Sin exists. This is as God desires, for, being omnipotent, he doeth all things according to his will. Such is the logic of Calvinism. Its language is equally explicit. Sin seems to be one of the corner-stones of the system. If this assertion is considered too strong by the average reader, he will please recall a few of the many Calvinistic gems which have been polished by the master workmen.

Bates says, sin was permitted by God "as a fit occasion for the more glorious discovery of his attributes." The learned Charnock affirms that "God willed sin, that is, he willed to permit it, that he might communicate himself to the creature in the most excellent manner." Toplady says God permitted the fall of "our first parents ..... having purposed to order it to his own glory." Hopkins declares that "sin and misery ..... are necessary in the best system to accomplish the greatest good, the most important and best ends." Dr. Alexander says sin was permitted in order "that God might have an opportunity of manifesting his own glory to all intelligent creatures more conspicuously." Edwards has the following, "We little consider how much the sense of good is heightened by the sense of evil, both moral and natural. As it is necessary that there should be evil, because the display of the glory of God could not but be imperfect and incomplete without it, so evil is necessary in order to the highest happiness of the creature, and the completeness of that communication of God, for which he made the world."

Dr. Hodge declares that sin is permitted because "higher ends will be accomplished by its admission than by its exclusion."

It is not necessary to adduce further proof. It is incontestably certain that Calvinists have always made much of sin: have always regarded it as the means by which God reveals his glory to the world. Is that glory worthy of the adoration of the universe? In that same proportion is the importance of sin: for as Toplady says, "Without creation no creatures, without creatures, no sin."

I shall now attempt to show that these affirmations are unequivocally condemned by the fundamental utterances of conscience.

 

SECTION I.

Calvinism Denies the Truthfulness of Remorse.

Wishing to confront Calvinism with the real utterances of man's moral nature I shall submit the following incident--similar ones are constantly occurring--which took place at the Illinois State Prison, Joliet, August 7, 1883. A convict named George Kellogg "was employed on the Ashley & Company wire contract, and ran one of the machines for drawing wire into smaller sizes. The machine revolves at a high rate of speed, and draws the wire with great force. Kellogg picked up one of the loops from the coil of wire that he was feeding and tossing it over his neck was drawn down to the block instantly with terrible force. The convict who was at the machine next to him, and to whom he had said good-by, stopped the machine as quickly as possible, but the wire was imbedded far into the flesh around the suicide's neck and had to be filed off. .... Just before committing the act, he went to his keeper and told him that he wanted to see the warden, and being told that he was absent, replied, 'Well, I wanted to make a confession to him. I am the man that committed the double murder at Atlanta, Ill.,' and turning, he walked back to his machine and threw the fatal coil about his neck. .... In his cell he left an ante-mortem statement addressed to Chaplain Rutledge, saying, 'I have been treated well in the prison. I have no malice toward any one. I am innocent of the robbery that I am sent here for, but it is something else that worries me. I was raised a Methodist, but what am I now? I am nothing. My God, forgive me, and be merciful to me. It is more than I have been to myself.'"

- - -

> _Written instruction_:
Repeat word for word the part of the passage on Calvinism and sin starting with "Dr. Hodge declares" and going on through "Truthfulness of Remorse.". The lines after this passage have no connection to it.

> _Extracted data_:

- - -

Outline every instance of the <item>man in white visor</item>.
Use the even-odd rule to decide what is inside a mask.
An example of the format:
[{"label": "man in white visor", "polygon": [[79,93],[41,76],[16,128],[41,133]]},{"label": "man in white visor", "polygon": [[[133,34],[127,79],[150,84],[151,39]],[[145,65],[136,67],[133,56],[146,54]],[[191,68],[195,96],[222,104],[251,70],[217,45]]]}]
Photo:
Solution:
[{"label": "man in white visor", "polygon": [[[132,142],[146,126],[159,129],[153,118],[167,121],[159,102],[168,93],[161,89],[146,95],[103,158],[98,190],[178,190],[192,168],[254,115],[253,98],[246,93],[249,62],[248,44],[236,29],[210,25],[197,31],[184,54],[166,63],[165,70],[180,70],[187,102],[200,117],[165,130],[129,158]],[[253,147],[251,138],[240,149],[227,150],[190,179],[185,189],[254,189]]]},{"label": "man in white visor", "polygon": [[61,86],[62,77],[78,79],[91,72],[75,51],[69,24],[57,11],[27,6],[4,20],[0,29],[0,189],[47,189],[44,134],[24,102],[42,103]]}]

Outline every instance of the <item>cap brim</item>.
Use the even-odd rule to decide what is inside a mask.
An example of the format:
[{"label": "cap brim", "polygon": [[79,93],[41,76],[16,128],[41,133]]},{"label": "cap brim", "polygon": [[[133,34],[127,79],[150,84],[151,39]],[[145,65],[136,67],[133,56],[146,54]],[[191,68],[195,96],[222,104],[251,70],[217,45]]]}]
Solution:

- - -

> _The answer_:
Dr. Hodge declares that sin is permitted because "higher ends will be accomplished by its admission than by its exclusion."

It is not necessary to adduce further proof. It is incontestably certain that Calvinists have always made much of sin: have always regarded it as the means by which God reveals his glory to the world. Is that glory worthy of the adoration of the universe? In that same proportion is the importance of sin: for as Toplady says, "Without creation no creatures, without creatures, no sin."

I shall now attempt to show that these affirmations are unequivocally condemned by the fundamental utterances of conscience.

 

SECTION I.

Calvinism Denies the Truthfulness of Remorse.